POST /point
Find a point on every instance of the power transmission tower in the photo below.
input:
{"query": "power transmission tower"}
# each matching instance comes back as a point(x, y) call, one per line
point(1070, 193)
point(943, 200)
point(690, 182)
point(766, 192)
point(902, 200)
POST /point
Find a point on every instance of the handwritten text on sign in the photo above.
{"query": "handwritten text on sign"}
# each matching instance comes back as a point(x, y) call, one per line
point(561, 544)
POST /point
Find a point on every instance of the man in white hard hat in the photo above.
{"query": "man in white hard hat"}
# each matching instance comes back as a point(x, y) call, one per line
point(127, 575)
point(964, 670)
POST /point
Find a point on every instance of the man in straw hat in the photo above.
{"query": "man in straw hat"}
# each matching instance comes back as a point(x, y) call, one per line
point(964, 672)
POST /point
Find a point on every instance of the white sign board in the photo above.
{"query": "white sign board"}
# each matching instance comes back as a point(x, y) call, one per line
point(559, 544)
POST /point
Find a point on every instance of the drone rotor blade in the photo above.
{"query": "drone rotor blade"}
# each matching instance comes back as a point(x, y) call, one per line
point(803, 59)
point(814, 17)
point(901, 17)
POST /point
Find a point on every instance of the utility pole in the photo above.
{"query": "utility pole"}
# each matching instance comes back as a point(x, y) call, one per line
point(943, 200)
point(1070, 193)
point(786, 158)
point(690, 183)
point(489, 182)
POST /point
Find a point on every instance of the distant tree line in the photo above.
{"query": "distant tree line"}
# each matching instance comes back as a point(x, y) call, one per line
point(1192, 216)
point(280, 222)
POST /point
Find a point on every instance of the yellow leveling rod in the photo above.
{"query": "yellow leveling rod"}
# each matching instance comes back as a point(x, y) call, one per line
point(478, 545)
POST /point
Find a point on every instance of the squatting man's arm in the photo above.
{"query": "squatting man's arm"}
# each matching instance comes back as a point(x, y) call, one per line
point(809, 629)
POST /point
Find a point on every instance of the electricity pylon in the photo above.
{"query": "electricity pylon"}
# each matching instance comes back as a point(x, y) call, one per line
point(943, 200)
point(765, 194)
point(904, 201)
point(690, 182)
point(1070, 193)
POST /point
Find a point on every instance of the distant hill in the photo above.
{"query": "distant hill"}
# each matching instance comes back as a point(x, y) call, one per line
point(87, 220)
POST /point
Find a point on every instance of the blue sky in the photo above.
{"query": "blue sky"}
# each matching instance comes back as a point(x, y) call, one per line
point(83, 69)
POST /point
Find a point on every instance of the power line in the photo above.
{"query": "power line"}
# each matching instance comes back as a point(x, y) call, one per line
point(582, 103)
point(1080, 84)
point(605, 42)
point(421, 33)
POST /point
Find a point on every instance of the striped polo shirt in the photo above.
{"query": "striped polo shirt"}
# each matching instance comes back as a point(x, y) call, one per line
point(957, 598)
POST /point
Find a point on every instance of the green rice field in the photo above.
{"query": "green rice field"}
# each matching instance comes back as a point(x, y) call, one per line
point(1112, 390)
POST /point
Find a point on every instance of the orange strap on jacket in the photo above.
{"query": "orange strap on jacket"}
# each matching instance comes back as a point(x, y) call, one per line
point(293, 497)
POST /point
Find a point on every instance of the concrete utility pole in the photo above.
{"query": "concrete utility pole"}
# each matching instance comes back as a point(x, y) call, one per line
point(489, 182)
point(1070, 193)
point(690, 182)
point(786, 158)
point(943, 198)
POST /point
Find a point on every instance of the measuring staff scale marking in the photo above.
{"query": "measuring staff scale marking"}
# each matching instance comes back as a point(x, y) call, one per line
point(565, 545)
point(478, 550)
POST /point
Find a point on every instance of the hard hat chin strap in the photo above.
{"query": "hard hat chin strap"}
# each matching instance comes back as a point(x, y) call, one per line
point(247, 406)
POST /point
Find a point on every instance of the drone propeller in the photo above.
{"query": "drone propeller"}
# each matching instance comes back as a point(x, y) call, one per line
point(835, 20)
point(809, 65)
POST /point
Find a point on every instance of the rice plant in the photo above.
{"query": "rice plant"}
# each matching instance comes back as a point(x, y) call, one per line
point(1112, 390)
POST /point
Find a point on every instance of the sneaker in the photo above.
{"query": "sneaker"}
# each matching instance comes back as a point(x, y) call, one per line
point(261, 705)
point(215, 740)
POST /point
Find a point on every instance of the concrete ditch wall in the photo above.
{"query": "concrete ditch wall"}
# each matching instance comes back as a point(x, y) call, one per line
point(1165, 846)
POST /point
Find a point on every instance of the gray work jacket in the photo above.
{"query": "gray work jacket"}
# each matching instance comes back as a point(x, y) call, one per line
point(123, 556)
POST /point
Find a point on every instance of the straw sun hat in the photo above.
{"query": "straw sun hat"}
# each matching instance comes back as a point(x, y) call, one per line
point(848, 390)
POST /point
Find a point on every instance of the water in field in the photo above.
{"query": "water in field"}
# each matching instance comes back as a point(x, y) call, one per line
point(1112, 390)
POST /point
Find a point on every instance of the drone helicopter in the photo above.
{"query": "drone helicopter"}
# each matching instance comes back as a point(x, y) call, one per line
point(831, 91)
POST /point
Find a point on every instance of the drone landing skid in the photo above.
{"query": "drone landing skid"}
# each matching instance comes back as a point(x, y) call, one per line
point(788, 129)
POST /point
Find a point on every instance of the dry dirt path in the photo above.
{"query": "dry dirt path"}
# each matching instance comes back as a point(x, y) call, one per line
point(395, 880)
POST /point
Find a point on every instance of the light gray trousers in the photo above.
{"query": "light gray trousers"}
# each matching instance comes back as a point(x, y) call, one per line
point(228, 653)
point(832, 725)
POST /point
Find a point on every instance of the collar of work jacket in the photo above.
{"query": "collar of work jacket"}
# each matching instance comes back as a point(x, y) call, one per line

◆ ◆ ◆ ◆ ◆

WHAT THIS TASK INVOLVES ::
When the word "plant" occurs in a line above, list that line.

OUTPUT FOR THIS EXERCISE ::
Find a point on every instance of the rice plant in the photo above.
{"query": "rice plant"}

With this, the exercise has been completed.